• REQUIRED ACTION: Each line from the one that contains "Expected: one point per instance of the white cloud, each" to the end of the material must be quoted exactly; include both end lines and nothing else.

_ _ _ _ _

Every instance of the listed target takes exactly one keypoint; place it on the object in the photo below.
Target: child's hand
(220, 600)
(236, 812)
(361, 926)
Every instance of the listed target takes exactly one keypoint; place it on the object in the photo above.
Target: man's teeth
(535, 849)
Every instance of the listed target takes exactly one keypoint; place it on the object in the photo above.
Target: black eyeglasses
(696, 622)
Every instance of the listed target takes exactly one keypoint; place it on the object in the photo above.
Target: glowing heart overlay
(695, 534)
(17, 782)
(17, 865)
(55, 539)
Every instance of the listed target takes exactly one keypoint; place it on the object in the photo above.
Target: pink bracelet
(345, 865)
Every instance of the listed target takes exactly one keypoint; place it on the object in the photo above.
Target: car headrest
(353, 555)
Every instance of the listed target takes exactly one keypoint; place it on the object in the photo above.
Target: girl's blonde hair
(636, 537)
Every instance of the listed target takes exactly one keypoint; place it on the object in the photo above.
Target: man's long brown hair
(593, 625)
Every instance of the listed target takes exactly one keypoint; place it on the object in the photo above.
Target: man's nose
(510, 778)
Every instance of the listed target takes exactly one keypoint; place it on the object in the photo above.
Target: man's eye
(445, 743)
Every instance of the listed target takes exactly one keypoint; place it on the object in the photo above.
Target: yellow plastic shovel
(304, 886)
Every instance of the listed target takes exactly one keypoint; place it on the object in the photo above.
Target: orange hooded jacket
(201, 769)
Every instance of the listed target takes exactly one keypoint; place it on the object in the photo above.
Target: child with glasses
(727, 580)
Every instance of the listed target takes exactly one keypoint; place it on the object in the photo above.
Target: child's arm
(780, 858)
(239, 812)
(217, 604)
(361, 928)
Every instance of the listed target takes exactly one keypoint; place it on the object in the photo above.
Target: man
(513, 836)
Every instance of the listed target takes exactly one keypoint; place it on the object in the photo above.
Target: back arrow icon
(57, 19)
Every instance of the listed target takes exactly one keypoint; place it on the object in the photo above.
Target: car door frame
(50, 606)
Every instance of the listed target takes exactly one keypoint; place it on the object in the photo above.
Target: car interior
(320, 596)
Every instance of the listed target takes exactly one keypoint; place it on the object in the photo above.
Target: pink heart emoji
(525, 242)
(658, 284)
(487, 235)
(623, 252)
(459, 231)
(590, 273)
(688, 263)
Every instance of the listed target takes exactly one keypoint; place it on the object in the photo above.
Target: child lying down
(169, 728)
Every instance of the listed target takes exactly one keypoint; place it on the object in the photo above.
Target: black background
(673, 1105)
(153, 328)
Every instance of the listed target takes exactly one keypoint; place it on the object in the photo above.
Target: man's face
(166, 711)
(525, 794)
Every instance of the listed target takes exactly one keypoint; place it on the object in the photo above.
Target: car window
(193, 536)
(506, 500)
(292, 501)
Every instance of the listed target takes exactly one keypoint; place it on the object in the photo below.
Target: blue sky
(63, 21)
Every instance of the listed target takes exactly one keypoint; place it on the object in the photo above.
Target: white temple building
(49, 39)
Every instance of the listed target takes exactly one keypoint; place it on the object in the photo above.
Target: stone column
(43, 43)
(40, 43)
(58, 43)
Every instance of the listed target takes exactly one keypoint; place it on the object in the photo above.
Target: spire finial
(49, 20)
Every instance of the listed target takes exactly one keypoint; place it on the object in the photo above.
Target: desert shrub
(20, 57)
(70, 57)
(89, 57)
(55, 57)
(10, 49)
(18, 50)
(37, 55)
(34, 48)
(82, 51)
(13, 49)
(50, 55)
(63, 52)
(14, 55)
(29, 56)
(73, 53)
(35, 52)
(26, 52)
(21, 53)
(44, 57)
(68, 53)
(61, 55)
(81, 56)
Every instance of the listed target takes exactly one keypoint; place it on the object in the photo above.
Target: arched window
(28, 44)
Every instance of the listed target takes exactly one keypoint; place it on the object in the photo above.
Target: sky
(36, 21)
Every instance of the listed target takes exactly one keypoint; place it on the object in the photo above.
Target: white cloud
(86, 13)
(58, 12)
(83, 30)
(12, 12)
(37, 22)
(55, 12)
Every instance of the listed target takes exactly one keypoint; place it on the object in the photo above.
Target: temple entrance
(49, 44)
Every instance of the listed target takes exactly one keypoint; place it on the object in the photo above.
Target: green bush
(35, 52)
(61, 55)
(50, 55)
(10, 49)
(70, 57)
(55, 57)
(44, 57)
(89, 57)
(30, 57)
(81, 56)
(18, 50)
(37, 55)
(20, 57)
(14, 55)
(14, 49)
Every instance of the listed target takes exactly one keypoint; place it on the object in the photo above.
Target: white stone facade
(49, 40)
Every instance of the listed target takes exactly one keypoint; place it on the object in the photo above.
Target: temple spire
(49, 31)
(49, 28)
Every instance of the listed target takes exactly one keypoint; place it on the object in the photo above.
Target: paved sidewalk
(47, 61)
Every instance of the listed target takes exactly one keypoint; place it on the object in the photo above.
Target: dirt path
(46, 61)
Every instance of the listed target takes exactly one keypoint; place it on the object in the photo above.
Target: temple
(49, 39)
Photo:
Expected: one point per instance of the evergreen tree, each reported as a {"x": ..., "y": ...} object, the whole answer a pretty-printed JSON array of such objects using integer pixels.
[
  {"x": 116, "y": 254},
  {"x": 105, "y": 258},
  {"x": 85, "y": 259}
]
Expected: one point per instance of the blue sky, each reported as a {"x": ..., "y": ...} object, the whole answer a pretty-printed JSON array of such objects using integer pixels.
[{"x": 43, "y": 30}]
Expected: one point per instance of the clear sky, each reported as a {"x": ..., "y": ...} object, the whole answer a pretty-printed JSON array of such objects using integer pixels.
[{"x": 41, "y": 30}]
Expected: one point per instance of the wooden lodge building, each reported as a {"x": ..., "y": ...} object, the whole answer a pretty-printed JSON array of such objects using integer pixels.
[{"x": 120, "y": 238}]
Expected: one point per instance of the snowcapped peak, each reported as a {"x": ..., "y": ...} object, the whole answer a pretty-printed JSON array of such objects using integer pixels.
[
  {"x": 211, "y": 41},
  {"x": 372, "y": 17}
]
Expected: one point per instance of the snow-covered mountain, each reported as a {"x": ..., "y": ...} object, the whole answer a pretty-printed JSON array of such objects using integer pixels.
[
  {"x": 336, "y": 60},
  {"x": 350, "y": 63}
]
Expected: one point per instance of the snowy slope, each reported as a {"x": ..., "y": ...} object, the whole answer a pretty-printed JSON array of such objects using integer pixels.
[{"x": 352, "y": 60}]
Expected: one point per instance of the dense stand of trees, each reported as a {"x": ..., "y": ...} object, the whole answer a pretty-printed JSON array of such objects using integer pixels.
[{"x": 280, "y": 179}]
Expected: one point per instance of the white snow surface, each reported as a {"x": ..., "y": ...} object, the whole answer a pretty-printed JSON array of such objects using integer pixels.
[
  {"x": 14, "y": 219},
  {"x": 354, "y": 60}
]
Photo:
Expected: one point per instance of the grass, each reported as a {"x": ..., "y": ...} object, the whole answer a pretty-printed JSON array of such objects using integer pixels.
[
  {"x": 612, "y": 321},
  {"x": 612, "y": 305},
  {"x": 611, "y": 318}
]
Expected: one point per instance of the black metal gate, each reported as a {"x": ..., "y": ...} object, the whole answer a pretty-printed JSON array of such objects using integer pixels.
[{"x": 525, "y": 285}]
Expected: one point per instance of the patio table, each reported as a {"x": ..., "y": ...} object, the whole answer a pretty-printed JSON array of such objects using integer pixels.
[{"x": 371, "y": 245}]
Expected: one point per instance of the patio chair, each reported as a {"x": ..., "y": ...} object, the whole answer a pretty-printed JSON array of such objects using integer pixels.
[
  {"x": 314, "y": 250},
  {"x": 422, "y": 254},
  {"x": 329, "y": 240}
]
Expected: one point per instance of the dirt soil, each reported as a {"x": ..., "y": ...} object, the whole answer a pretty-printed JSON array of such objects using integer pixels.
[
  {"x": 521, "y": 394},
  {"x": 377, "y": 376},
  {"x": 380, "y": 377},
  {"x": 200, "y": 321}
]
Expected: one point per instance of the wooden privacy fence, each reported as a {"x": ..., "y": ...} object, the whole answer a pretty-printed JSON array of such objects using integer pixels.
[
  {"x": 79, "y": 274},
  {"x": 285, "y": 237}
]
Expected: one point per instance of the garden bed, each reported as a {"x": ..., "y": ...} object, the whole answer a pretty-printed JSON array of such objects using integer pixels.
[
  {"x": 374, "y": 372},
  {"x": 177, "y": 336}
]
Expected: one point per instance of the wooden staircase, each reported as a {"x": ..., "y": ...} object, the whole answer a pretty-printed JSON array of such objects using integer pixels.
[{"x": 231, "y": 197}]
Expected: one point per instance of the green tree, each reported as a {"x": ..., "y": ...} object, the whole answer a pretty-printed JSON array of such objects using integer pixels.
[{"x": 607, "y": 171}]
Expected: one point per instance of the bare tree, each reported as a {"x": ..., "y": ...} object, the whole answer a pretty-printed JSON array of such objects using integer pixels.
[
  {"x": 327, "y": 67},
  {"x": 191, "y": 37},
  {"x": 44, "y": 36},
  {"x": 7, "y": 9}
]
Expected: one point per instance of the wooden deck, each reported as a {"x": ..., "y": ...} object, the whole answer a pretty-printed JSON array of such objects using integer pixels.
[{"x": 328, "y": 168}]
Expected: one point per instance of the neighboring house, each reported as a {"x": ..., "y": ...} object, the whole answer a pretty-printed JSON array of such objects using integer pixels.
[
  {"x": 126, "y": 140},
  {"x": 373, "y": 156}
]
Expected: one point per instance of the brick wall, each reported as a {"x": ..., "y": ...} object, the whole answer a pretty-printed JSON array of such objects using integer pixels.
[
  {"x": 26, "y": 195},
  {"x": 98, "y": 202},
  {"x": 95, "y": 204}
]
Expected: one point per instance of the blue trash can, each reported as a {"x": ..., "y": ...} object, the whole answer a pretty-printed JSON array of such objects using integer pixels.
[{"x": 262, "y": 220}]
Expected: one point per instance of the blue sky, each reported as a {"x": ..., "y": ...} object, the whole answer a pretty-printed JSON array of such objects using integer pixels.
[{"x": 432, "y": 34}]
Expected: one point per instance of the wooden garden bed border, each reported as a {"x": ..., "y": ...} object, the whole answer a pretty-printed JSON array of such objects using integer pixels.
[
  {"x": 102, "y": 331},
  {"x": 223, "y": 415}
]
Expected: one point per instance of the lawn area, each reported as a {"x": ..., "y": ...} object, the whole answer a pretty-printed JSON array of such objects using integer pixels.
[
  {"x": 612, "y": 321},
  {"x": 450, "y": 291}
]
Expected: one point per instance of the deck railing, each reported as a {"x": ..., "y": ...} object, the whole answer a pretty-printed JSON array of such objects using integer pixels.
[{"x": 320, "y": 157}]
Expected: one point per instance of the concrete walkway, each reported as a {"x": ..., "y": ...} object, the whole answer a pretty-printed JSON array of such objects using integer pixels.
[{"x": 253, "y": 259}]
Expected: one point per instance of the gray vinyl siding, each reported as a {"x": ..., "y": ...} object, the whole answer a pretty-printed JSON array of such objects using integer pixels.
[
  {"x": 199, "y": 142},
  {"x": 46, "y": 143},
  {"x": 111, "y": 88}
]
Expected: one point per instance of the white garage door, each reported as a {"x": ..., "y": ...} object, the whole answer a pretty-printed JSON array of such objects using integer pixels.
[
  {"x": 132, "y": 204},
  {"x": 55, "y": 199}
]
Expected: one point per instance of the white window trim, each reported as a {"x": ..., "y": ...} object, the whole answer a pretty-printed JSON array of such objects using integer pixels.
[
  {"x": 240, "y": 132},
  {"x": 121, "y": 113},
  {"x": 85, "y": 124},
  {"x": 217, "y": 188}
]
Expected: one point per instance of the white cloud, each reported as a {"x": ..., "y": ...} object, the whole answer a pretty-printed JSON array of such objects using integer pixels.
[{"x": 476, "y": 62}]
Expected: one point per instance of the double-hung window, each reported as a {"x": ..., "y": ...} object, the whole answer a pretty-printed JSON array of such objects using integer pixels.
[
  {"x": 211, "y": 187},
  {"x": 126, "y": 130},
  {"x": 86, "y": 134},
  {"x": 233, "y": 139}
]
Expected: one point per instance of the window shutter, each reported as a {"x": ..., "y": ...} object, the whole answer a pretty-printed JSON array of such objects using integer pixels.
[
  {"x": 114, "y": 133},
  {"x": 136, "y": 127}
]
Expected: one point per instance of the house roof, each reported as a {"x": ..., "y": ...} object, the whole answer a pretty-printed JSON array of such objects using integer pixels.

_ _ _ _ _

• TASK RESULT:
Expected: one point per instance of the white cloud, each reported as a {"x": ..., "y": ...} object, the whole answer a pretty-printed JSON array of such objects using integer pixels.
[{"x": 476, "y": 62}]
Expected: one point per instance of the double-hung window, each reported as a {"x": ..., "y": ...} object, the whole answer a pretty-printed JSON array of such objects using integer pixels.
[
  {"x": 211, "y": 187},
  {"x": 126, "y": 130},
  {"x": 86, "y": 134},
  {"x": 233, "y": 139}
]
Expected: one point per instance of the window shutter, each reported as a {"x": ..., "y": ...} object, the whole answer a pretty-printed JSON array of such objects using integer pixels.
[
  {"x": 114, "y": 133},
  {"x": 136, "y": 127}
]
Expected: one point per instance of the house roof, each reported as a {"x": ..., "y": ...} object, the whole answer a pretty-printed JSON array of such objects using integer pixels.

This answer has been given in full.